-- BEGIN EXTRACTED MATERIAL --

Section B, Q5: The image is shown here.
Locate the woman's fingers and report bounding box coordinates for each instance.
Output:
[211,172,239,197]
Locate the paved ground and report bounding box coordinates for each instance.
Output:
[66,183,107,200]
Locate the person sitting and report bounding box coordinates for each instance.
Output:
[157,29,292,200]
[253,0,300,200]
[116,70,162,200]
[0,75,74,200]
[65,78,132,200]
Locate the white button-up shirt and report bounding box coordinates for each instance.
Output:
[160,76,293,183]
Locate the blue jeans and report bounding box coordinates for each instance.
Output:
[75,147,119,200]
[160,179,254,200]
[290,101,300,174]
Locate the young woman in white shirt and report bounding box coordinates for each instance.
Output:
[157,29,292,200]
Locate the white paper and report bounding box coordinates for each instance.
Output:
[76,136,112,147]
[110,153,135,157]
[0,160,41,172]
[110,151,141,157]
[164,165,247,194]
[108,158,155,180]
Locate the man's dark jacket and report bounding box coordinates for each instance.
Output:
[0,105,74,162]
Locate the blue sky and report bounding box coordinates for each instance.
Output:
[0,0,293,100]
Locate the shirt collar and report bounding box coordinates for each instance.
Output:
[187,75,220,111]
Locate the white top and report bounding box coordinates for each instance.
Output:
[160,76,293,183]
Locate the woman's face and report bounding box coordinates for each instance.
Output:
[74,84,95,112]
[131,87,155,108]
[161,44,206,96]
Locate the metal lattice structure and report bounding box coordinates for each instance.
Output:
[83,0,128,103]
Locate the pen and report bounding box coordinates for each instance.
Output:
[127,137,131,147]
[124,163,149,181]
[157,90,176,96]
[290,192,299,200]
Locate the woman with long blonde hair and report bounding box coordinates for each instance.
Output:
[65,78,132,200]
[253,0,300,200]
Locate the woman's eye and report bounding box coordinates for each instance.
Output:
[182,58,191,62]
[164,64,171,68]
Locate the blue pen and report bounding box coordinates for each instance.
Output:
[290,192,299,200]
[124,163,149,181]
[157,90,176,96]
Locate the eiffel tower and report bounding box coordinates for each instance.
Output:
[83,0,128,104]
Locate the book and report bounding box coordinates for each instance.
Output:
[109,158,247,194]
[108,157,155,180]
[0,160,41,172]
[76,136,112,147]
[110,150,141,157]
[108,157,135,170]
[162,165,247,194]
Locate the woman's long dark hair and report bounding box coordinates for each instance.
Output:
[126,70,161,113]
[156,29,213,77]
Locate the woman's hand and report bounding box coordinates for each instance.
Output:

-- END EXTRACTED MATERIAL --

GOAL :: Rewrite the listing above, replacing every occurrence of "report bounding box coordinates" with "give the bounding box coordinates" and leaving everything else unchanged.

ANSWER TO THIS PROBLEM ::
Section B, Q5: The image is shown here.
Locate the woman's fingers and give the bounding box coordinates for each instance.
Output:
[211,172,239,197]
Locate the paved ground and give the bounding box coordinates for each instance.
Output:
[66,183,107,200]
Locate the person sitting and give the bounding box coordinates for each instance.
Output:
[157,29,292,200]
[253,0,300,200]
[116,70,162,200]
[0,75,74,200]
[65,78,132,200]
Locate the white button-up shirt and give the bounding box coordinates for each instance.
Output:
[160,76,293,183]
Locate the blue jeans and give the bounding box coordinates for each instance.
Output:
[75,147,119,200]
[160,179,254,200]
[290,101,300,174]
Locate the young woman in white shirt and give the bounding box coordinates for each instance.
Output:
[157,29,292,200]
Locate the white paper and give the bounding box coordinates for each instance.
Output:
[76,136,112,147]
[110,153,135,157]
[0,160,41,172]
[110,151,141,157]
[164,165,247,194]
[108,158,155,180]
Locate the man's dark jacket and give the bounding box coordinates for each instance.
Output:
[0,105,74,162]
Locate the blue sky and give the bounding box coordinates for each instance.
Output:
[0,0,293,100]
Locate the shirt collar and give the bounding box coordinates for each instance.
Output:
[187,75,220,111]
Locate the white top and give the bounding box coordinates for each instance.
Output:
[160,76,293,183]
Locate the woman's face and give the bounding box coordinates for each instance.
Output:
[74,84,95,112]
[131,87,155,108]
[161,44,206,96]
Locate the metal lattice structure and give the bounding box coordinates for each instance.
Output:
[83,0,128,103]
Locate the pen and give the bounding box coordinates for each instance.
Output:
[127,137,131,147]
[124,163,149,181]
[157,90,176,96]
[290,192,299,200]
Locate the woman with long blonde hair and give the bounding box coordinates for each instance.
Output:
[65,78,132,200]
[253,0,300,200]
Locate the woman's eye and give the bounding box coordinates for each instance.
Output:
[182,58,191,62]
[164,64,171,68]
Locate the blue pen and give the bounding box coordinates for each instance.
Output:
[290,192,299,200]
[124,163,149,181]
[157,90,176,96]
Locate the eiffel tower and give the bounding box coordinates for each instance.
Output:
[83,0,128,104]
Locate the book and give the bounding box coordinates for each instance.
Output:
[109,158,247,194]
[108,157,155,180]
[0,160,41,172]
[76,136,112,147]
[110,150,141,157]
[108,157,135,170]
[162,165,247,194]
Locate the woman's long dark hair and give the bounding box coordinates for each instance.
Output:
[126,70,161,113]
[156,29,213,77]
Locate the woman's hand and give the bounding box coordinates for each instance.
Output:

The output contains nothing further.